Top of Data to process

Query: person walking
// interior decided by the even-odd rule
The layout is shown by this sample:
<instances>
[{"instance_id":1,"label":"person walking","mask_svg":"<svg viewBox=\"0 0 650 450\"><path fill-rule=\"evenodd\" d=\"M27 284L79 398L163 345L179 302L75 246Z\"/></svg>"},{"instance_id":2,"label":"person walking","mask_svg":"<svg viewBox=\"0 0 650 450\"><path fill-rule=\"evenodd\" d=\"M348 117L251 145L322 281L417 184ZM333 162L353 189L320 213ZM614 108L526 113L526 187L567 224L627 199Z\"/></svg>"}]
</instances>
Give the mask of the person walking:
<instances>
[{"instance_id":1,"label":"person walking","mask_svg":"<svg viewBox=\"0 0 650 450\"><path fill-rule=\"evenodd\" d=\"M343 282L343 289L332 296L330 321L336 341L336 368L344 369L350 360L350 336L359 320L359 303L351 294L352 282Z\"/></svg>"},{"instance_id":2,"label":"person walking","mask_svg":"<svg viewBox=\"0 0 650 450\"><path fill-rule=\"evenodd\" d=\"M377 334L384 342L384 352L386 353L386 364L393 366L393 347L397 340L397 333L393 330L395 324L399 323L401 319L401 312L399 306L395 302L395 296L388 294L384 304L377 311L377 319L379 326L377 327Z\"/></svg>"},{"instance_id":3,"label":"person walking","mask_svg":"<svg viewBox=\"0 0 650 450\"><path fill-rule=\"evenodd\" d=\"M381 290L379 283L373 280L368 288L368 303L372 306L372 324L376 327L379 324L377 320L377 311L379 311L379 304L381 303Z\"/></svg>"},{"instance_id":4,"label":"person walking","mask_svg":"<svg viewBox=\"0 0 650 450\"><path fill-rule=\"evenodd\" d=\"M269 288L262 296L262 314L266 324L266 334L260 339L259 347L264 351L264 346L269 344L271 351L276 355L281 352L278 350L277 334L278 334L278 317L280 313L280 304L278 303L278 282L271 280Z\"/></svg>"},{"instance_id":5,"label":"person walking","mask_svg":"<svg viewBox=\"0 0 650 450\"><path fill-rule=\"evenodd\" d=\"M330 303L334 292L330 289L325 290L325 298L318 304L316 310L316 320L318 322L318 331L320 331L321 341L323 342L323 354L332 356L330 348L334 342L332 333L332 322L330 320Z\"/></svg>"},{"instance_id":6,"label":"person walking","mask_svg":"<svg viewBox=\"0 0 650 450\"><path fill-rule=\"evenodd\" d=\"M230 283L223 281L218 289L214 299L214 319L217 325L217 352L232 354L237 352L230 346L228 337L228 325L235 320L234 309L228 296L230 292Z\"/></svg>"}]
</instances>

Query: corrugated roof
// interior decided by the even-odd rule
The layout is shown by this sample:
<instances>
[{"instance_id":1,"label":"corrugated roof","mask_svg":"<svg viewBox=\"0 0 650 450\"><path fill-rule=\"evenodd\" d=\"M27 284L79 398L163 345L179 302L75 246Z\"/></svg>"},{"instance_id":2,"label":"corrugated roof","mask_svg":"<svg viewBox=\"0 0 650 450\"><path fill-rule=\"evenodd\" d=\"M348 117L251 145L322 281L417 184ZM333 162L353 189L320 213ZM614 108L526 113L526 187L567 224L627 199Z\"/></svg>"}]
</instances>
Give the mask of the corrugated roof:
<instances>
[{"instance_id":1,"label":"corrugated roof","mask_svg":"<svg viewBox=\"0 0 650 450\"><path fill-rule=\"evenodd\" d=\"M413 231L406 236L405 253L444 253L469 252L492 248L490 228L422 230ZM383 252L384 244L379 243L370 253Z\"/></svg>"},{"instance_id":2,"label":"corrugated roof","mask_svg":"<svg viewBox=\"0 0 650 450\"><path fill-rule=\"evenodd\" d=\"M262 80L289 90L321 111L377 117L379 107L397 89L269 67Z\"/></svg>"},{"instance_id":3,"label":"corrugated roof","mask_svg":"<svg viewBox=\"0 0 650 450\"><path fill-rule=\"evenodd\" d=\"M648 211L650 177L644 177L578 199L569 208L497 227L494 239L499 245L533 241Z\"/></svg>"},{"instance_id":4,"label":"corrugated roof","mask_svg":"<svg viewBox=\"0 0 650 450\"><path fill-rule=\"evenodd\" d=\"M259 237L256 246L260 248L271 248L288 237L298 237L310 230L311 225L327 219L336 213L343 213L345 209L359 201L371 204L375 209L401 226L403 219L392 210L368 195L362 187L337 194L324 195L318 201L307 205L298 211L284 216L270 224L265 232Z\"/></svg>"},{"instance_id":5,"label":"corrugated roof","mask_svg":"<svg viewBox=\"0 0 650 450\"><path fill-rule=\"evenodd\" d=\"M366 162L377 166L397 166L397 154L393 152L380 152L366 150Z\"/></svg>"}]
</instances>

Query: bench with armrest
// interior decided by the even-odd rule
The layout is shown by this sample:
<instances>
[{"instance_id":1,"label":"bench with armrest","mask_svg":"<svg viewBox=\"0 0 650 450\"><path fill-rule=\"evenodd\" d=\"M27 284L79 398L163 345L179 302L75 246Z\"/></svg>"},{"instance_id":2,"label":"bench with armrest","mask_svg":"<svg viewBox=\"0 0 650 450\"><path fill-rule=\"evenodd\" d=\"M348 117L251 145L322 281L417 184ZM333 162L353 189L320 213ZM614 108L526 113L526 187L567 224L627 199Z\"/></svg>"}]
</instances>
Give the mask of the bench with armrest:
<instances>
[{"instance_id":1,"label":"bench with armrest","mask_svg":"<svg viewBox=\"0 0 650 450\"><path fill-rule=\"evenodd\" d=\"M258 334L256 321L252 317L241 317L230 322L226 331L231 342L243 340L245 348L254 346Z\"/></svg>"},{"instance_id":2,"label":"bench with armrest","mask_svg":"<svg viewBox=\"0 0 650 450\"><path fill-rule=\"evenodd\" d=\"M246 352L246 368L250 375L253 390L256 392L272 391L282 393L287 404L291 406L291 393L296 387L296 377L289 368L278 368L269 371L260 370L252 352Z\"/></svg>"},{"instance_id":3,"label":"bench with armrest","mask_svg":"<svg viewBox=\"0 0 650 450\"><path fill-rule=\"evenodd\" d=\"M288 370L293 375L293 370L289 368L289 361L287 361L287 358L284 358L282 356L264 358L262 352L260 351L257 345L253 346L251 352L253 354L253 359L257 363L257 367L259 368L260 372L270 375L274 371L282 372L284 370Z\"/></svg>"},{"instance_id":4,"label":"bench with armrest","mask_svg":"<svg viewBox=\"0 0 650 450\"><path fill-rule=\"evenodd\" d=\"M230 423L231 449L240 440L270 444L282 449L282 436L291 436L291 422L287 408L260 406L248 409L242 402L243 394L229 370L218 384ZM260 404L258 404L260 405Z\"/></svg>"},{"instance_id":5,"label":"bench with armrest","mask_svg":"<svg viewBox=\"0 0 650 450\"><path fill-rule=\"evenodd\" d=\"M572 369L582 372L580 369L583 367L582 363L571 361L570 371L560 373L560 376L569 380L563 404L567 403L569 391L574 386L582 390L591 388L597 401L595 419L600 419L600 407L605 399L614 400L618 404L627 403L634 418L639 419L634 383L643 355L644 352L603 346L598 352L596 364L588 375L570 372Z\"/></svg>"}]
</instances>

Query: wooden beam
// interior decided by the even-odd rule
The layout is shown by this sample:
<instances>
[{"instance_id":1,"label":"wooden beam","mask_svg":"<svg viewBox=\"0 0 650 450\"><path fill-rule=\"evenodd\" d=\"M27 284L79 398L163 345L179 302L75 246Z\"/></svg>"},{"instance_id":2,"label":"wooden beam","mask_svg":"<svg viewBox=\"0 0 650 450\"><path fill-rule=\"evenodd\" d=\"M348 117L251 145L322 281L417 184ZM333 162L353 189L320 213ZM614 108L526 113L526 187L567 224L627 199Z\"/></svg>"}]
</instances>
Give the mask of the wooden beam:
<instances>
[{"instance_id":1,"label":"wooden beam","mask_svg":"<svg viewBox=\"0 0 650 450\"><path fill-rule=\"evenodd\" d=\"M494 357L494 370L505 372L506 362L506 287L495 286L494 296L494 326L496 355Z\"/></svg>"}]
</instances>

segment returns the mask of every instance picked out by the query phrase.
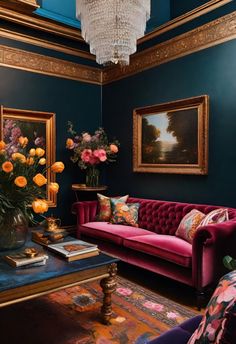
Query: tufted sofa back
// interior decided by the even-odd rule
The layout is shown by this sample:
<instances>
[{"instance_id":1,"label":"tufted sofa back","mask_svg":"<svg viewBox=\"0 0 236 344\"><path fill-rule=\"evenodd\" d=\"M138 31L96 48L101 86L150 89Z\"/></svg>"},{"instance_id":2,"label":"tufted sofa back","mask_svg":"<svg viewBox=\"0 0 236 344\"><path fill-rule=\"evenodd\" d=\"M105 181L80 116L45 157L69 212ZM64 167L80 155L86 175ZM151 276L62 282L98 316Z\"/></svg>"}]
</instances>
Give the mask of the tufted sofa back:
<instances>
[{"instance_id":1,"label":"tufted sofa back","mask_svg":"<svg viewBox=\"0 0 236 344\"><path fill-rule=\"evenodd\" d=\"M192 209L197 209L204 214L210 213L220 206L191 204L149 200L142 198L128 199L128 203L140 203L139 227L159 234L174 235L182 218ZM236 209L229 209L229 219L236 220Z\"/></svg>"}]
</instances>

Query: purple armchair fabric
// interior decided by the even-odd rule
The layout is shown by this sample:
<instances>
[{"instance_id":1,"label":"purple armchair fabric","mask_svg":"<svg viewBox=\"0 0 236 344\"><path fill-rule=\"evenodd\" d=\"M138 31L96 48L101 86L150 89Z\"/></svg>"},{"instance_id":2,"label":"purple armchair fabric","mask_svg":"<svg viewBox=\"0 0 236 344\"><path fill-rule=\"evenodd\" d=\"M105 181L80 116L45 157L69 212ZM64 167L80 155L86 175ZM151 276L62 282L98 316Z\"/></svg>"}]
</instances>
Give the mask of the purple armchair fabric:
<instances>
[{"instance_id":1,"label":"purple armchair fabric","mask_svg":"<svg viewBox=\"0 0 236 344\"><path fill-rule=\"evenodd\" d=\"M222 259L234 255L236 247L236 209L228 208L229 221L201 227L193 244L175 236L184 215L192 209L208 214L221 208L129 198L140 203L139 228L96 222L97 201L77 202L77 237L96 242L100 249L130 264L175 279L197 289L215 284L225 273Z\"/></svg>"},{"instance_id":2,"label":"purple armchair fabric","mask_svg":"<svg viewBox=\"0 0 236 344\"><path fill-rule=\"evenodd\" d=\"M186 344L193 332L198 328L201 320L202 316L197 315L149 341L147 344Z\"/></svg>"}]
</instances>

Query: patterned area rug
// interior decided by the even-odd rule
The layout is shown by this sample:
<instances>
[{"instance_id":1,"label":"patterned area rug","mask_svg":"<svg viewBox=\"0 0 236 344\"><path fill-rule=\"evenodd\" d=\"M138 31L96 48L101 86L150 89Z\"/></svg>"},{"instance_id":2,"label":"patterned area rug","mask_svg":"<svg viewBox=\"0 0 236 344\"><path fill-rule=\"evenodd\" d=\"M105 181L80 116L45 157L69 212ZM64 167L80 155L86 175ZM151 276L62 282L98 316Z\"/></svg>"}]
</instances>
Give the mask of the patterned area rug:
<instances>
[{"instance_id":1,"label":"patterned area rug","mask_svg":"<svg viewBox=\"0 0 236 344\"><path fill-rule=\"evenodd\" d=\"M2 344L144 344L194 316L183 307L118 277L110 326L102 325L98 282L0 309Z\"/></svg>"}]
</instances>

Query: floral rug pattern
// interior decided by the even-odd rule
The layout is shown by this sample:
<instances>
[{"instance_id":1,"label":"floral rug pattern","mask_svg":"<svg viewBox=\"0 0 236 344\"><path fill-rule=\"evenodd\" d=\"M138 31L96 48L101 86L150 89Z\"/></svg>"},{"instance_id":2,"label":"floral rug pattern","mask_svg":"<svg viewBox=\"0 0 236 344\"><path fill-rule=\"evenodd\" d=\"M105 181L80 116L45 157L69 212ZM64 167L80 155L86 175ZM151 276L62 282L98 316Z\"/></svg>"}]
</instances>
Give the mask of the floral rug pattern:
<instances>
[{"instance_id":1,"label":"floral rug pattern","mask_svg":"<svg viewBox=\"0 0 236 344\"><path fill-rule=\"evenodd\" d=\"M111 325L105 326L100 323L102 298L94 281L2 308L3 343L145 344L197 314L118 277Z\"/></svg>"}]
</instances>

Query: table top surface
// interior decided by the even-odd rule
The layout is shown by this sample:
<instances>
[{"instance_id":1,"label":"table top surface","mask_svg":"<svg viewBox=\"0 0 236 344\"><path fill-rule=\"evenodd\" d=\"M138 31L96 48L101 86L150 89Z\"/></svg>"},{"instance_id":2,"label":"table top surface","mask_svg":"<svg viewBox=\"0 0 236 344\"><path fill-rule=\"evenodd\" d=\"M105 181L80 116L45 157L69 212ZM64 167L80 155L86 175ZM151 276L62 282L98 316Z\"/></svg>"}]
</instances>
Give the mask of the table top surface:
<instances>
[{"instance_id":1,"label":"table top surface","mask_svg":"<svg viewBox=\"0 0 236 344\"><path fill-rule=\"evenodd\" d=\"M72 184L72 190L74 191L104 191L107 189L107 185L99 185L99 186L86 186L86 184Z\"/></svg>"},{"instance_id":2,"label":"table top surface","mask_svg":"<svg viewBox=\"0 0 236 344\"><path fill-rule=\"evenodd\" d=\"M25 247L37 247L45 251L48 255L48 259L45 265L35 267L18 267L14 268L2 259L2 256L17 253L22 249L14 251L5 251L0 253L0 292L30 285L37 282L46 281L48 279L65 276L80 271L94 269L96 267L109 265L116 263L119 260L104 253L100 253L98 256L80 259L72 262L68 262L65 258L60 257L58 254L54 254L48 249L44 249L41 245L38 245L32 241L27 241Z\"/></svg>"}]
</instances>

Bottom of Data to process

◆ **Exercise description**
Quote the data above from the line containing "Give the mask of the floral" to the line containing "Query: table top surface", inclusive, and stop.

◆ **Solved problem**
Give the mask of the floral rug pattern:
<instances>
[{"instance_id":1,"label":"floral rug pattern","mask_svg":"<svg viewBox=\"0 0 236 344\"><path fill-rule=\"evenodd\" d=\"M111 325L105 326L100 323L102 298L94 281L2 308L3 343L145 344L197 314L118 277Z\"/></svg>"}]
</instances>

Query: table top surface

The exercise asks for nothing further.